# Requirements for obtaining state sponsorship? plz guide



## bunnysidhu (Jan 30, 2010)

Dear Experts, im eletronics engineer & applied to engineers australia for skill assessment, meanwhile kindly guide me that what are the procedures to get state sponsorship?

electronics engineers are in WA SOL, only state havig this occupation on SOL, and also currently electronics engineers is in CSL also

Plz guide me that what are the details requirements for obtaining state sponsorship?

also is there any need to show liquid money in your account for same, if yes how much?

plz guide me?

thanks a lot!!!

Regards

bunny sidhu


----------



## anj1976 (Apr 24, 2008)

hi bunny

firstly, go through each state site, where all is your skill in demand? every state has a different requirement. We have ACT sponsorship for which we gave a 2 page comittment statement, all documents that we gave for Assessment, bank statement and other proofs showing we have 20k plus 10k A$ (20 main applicant, 10 dependent). many a times they do not ask fr proofs. u can provide a statement from the CA. if you have any bonds etc, u can include those in it as well, basically all transferrable assets and they usually do not consider jewelry or property as transferrable asset.

ielts scorecard, marriage certificate.. that was it i think.


----------



## pgb (Oct 21, 2009)

* [Data supplied]
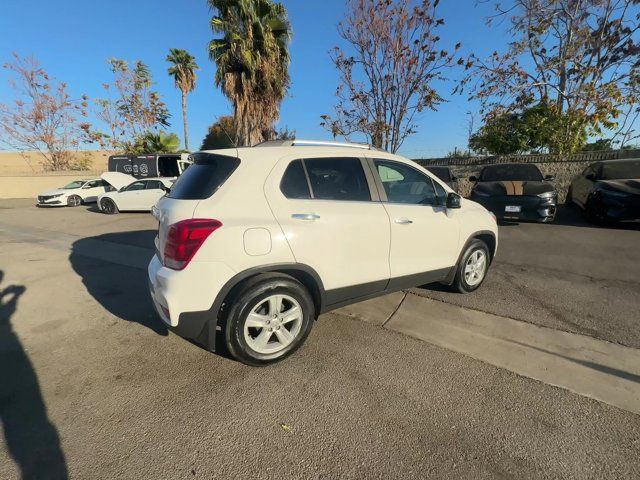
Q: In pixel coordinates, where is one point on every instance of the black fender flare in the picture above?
(202, 326)
(475, 235)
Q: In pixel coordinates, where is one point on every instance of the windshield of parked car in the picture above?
(621, 170)
(443, 173)
(73, 185)
(522, 172)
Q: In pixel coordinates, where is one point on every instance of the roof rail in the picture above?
(313, 143)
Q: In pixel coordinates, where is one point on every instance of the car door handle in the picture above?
(305, 216)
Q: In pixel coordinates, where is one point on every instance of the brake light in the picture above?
(185, 238)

* [Required tasks]
1 > In the state sponsorship thread, reproduce the passage between "Plz guide me that" and "plz guide me?", inclusive, changing "liquid money" to "liquid funds".
2 > According to the state sponsorship thread, how much money did the ACT sponsorship applicants show, and how was it split?
The entries come from a separate source unrelated to the state sponsorship thread.

* [Answers to the exercises]
1 >
Plz guide me that what are the details requirements for obtaining state sponsorship?

also is there any need to show liquid funds in your account for same, if yes how much?

plz guide me?

2 > A$20k for the main applicant plus A$10k for the dependent, A$30k in total.